## Task
Return verbatim everything in the artist statement below from "Elee Oak – Artist" down to "and her pianos.".

## Passage
Elee Oak – Artist Statement
When I was six I had a friend 75 years my elder. I used to visit her, we chatted and played her piano, a seasoned upright. Most of the ivory was stripped from the keys. Left, were the irregular glue vestiges that appeared to me as if each note had it’s own tiny low relief panel on it. There were beautiful patterns, textues, colors and probably growths from the moist Iowa summers. I loved our visits and that battered old piano. Every key invited all my senses to open. As I touched their faces I listened with all my cells to the stories, my friends and her pianos.
In 1986 I was 22 and my mother passed. I found she kept my childhood drawings. I was fascinated by them. I began focusing on reawakening, the blameless process I once freely used. Today I strive to balance technical skill, historical knowledge, life experience... And other fundamental concerns, to serve a vision motivated by the ultimate abandoned I’ve found in those with the closest bond to creative clarity, the very young and untainted.
Images and concepts emerge through written and visual journaling, which I have done for 38 years. When I make the wall pieces I construct working grounds or surfaces first. As I build them I bury things in them - a strong foundation usually of wood, cloth, papers, packaging, drawings, whatever feels right and doesn’t conflict with the structural integrity of the piece. These pieces are sculptural in many ways. I have always incorporated old discarded things mixed with various other materials and objects I create. I feel and work the surface, sanding, adding pigments, fibers, plaster, anything that succeeds. When the ground (I like to call it) begins to maintain a familiar and soothing atmosphere, that is when I start planting imagery into it. This multi layered slab though scarred and cracked is also stable and absorbent. It confirms and embraces my stories like my dearest eldest friend. I scratch lines, lay down pigmented plasters, washes of color, sand and scrap again. I keep working until I carve and rebuild my neglected truths in all their tenderness and brilliance.
My “sculptural” work is much the same, a combination of found stuff that has called to me and items I’ve made - combined and manipulated until the finished object conveys loyalty to my vision.
The process of making art is a luxury, one that we all deserve to practice, one that some of us pursue despite grueling obstacles, but a luxury just the same. I am extremely grateful for the support I received to practice this luxury called art.

## Record set

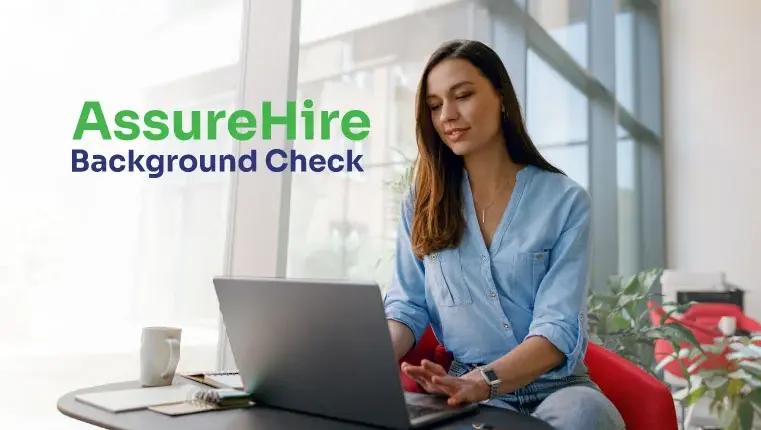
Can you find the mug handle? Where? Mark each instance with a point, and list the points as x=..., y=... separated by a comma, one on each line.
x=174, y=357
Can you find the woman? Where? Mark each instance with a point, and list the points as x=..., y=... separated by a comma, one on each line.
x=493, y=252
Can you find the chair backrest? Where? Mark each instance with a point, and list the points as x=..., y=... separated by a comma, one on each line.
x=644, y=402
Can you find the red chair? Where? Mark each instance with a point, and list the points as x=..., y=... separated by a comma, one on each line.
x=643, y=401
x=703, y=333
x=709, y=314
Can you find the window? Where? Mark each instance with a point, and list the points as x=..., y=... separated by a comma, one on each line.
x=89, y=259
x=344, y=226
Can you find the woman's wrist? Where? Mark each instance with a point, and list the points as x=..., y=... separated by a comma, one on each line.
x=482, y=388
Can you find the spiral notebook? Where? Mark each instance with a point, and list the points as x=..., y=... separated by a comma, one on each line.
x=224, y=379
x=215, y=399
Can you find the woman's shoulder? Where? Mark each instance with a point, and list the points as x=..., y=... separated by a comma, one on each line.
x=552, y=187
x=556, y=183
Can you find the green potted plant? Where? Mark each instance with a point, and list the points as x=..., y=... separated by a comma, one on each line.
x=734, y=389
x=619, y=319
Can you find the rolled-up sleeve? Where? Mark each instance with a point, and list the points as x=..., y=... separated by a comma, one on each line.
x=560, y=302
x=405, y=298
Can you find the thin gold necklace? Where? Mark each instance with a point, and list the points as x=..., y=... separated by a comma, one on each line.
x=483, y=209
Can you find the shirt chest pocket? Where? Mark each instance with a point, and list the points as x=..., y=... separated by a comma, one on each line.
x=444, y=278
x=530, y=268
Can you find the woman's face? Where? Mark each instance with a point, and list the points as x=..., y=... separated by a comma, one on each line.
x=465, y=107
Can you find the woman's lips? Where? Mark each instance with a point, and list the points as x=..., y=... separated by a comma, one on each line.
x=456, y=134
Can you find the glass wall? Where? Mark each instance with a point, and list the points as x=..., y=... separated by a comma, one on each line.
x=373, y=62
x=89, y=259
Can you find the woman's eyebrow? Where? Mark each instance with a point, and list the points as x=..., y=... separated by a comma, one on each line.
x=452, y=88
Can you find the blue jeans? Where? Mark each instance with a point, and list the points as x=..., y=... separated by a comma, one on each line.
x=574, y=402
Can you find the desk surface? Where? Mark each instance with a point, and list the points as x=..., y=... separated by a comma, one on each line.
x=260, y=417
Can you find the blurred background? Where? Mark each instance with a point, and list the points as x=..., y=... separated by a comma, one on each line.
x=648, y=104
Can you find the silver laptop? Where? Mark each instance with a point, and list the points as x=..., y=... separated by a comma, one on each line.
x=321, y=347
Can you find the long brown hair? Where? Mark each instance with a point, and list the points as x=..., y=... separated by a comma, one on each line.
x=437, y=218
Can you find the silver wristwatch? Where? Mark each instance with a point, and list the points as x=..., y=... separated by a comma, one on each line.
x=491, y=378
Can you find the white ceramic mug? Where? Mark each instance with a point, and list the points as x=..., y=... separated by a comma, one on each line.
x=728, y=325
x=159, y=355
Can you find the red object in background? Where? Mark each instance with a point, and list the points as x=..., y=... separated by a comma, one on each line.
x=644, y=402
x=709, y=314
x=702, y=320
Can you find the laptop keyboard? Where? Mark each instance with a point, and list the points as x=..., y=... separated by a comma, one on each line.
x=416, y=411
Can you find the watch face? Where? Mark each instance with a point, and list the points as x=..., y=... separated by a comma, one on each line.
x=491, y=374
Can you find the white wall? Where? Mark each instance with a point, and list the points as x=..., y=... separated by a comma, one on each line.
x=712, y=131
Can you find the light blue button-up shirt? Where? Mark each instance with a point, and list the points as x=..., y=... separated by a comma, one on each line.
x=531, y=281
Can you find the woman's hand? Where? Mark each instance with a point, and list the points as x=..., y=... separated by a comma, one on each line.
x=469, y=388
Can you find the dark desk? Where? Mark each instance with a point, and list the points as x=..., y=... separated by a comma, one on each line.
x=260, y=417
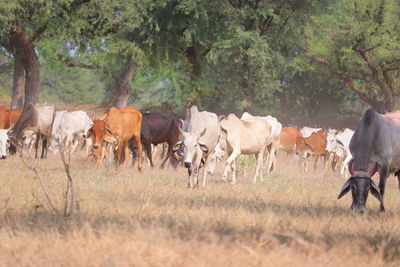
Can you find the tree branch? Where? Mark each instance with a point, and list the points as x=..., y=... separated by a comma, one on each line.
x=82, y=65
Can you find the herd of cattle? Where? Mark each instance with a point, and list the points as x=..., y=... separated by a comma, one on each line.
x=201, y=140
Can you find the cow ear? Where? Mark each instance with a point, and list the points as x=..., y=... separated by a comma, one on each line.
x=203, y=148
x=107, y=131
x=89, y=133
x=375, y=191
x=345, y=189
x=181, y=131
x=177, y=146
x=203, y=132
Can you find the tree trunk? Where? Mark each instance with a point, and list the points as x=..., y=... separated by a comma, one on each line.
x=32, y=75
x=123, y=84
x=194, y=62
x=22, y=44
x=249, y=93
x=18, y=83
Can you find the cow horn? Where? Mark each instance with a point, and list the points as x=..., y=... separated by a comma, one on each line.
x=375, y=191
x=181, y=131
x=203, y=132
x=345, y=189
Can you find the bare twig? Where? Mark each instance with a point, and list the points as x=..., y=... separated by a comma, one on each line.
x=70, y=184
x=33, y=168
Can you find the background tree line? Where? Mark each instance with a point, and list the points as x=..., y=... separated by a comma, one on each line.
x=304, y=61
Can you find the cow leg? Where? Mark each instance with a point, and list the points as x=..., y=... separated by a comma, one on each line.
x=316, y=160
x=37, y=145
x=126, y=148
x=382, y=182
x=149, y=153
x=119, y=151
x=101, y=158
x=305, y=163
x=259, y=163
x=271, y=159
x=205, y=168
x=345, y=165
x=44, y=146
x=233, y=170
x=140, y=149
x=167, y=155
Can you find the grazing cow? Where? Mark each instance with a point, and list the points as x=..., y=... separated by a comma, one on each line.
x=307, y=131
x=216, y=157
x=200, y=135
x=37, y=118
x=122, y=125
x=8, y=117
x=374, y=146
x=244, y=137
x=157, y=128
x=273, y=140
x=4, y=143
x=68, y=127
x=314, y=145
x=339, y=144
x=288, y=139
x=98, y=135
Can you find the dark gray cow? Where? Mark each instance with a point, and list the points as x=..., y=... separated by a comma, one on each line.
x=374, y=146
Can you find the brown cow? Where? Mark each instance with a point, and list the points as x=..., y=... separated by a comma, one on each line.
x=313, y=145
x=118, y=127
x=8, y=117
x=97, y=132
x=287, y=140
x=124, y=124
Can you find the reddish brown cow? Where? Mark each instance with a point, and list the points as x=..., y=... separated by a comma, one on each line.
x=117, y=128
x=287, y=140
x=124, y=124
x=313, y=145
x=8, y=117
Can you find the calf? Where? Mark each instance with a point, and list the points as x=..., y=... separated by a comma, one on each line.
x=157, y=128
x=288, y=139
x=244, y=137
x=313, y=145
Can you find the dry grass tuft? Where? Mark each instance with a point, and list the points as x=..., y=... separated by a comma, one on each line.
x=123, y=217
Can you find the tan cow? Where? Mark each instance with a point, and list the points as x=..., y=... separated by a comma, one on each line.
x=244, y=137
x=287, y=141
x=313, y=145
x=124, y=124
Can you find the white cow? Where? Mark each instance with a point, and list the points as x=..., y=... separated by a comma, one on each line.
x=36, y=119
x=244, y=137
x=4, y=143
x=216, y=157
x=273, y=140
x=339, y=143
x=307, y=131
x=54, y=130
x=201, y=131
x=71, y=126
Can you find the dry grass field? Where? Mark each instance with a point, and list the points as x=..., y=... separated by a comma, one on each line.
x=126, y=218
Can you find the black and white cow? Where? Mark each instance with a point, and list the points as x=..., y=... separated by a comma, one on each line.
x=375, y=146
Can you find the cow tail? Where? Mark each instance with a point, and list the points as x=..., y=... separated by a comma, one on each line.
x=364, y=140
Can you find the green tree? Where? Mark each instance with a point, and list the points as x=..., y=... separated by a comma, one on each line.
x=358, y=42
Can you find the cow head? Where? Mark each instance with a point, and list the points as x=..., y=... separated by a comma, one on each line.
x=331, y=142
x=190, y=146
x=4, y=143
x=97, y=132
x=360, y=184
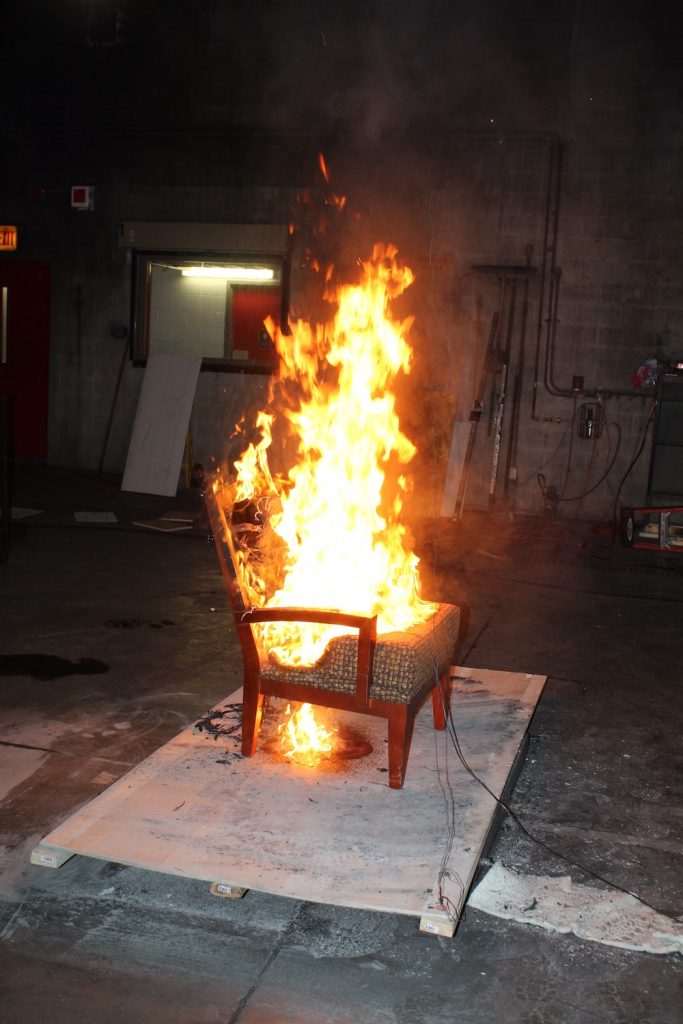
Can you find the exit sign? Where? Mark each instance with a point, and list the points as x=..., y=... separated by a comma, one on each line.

## Response
Elee Oak – Artist Statement
When I was six I had a friend 75 years my elder. I used to visit her, we chatted and played her piano, a seasoned upright. Most of the ivory was stripped from the keys. Left, were the irregular glue vestiges that appeared to me as if each note had it’s own tiny low relief panel on it. There were beautiful patterns, textues, colors and probably growths from the moist Iowa summers. I loved our visits and that battered old piano. Every key invited all my senses to open. As I touched their faces I listened with all my cells to the stories, my friends and her pianos.